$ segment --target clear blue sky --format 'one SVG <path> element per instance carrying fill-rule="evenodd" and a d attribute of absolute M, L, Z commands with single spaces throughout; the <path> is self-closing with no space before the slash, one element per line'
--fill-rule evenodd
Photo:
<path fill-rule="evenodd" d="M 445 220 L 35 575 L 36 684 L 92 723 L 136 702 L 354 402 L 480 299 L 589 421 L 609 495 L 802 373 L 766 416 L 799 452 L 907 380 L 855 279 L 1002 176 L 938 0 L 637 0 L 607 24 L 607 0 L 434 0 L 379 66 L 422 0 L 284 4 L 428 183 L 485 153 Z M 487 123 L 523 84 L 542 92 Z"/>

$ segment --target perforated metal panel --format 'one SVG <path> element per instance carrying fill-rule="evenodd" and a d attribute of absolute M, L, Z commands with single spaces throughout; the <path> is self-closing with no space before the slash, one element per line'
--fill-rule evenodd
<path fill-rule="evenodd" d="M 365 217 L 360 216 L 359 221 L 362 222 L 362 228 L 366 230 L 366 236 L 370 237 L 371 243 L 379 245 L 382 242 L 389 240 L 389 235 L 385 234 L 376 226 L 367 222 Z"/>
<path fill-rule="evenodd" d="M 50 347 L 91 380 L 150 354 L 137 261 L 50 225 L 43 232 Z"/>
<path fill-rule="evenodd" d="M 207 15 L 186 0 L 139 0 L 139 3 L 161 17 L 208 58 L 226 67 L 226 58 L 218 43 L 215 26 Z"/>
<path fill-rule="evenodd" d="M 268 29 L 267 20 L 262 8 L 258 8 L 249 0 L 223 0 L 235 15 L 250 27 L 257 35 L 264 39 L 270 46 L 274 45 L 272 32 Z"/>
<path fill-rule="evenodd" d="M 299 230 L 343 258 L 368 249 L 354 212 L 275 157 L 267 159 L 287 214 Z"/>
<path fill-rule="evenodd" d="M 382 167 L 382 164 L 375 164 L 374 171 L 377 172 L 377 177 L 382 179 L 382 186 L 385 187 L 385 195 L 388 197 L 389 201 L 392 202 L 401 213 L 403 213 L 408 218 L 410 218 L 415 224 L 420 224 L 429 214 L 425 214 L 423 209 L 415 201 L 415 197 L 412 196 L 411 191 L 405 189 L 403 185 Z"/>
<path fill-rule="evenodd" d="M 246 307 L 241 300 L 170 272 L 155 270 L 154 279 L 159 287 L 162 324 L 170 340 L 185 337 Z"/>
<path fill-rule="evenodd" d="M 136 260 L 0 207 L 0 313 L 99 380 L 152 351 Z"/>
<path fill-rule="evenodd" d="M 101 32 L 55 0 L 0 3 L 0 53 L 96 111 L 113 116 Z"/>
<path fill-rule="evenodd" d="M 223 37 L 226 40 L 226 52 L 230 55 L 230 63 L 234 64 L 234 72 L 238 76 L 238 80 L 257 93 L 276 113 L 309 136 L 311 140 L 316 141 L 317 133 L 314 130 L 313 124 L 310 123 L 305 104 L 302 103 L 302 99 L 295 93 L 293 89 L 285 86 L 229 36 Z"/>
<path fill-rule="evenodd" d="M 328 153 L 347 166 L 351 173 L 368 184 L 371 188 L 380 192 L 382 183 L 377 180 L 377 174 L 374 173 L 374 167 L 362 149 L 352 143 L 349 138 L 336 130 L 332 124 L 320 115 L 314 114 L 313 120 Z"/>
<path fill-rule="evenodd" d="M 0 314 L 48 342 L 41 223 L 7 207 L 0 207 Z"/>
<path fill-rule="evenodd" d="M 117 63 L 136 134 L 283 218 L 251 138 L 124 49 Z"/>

▶ _What you should do_
Copy the lines exactly, starting at the line that contains "segment --target perforated" and ending at the line that contains "223 37 L 226".

▶ _Result of this task_
$ segment --target perforated metal panel --format 'one SVG <path> element per instance carrying fill-rule="evenodd" and a d attribute of absolute M, L, Z commands with single spaces throughout; the <path> is self-closing with no space before the slash, one element per line'
--fill-rule evenodd
<path fill-rule="evenodd" d="M 365 217 L 360 216 L 359 221 L 362 222 L 362 228 L 366 230 L 366 236 L 370 237 L 371 243 L 379 245 L 382 242 L 389 240 L 389 235 L 385 234 L 376 226 L 367 222 Z"/>
<path fill-rule="evenodd" d="M 50 347 L 91 380 L 150 354 L 137 261 L 50 225 L 43 232 Z"/>
<path fill-rule="evenodd" d="M 207 15 L 186 0 L 139 0 L 139 3 L 161 17 L 208 58 L 226 67 L 226 58 L 218 43 L 215 26 Z"/>
<path fill-rule="evenodd" d="M 268 29 L 267 20 L 262 8 L 258 8 L 249 0 L 223 0 L 235 15 L 250 27 L 257 35 L 264 39 L 270 46 L 274 45 L 272 32 Z"/>
<path fill-rule="evenodd" d="M 299 230 L 343 258 L 368 249 L 354 212 L 275 157 L 267 159 L 287 214 Z"/>
<path fill-rule="evenodd" d="M 382 167 L 382 164 L 375 164 L 374 171 L 377 172 L 377 177 L 382 179 L 382 186 L 385 187 L 385 195 L 388 197 L 389 201 L 392 202 L 401 213 L 403 213 L 408 218 L 410 218 L 415 224 L 420 224 L 429 214 L 425 214 L 423 209 L 415 201 L 415 197 L 412 196 L 411 191 L 405 189 L 403 185 Z"/>
<path fill-rule="evenodd" d="M 246 307 L 241 300 L 170 272 L 155 270 L 154 279 L 159 287 L 162 324 L 170 340 L 185 337 Z"/>
<path fill-rule="evenodd" d="M 136 260 L 0 207 L 0 313 L 99 380 L 152 351 Z"/>
<path fill-rule="evenodd" d="M 101 32 L 55 0 L 0 3 L 0 53 L 96 111 L 113 116 Z"/>
<path fill-rule="evenodd" d="M 223 37 L 226 40 L 226 52 L 230 55 L 230 63 L 234 64 L 234 72 L 238 76 L 238 80 L 257 93 L 276 113 L 309 136 L 311 140 L 316 141 L 317 133 L 314 130 L 313 124 L 310 123 L 305 104 L 302 103 L 302 99 L 295 93 L 293 89 L 285 86 L 229 36 Z"/>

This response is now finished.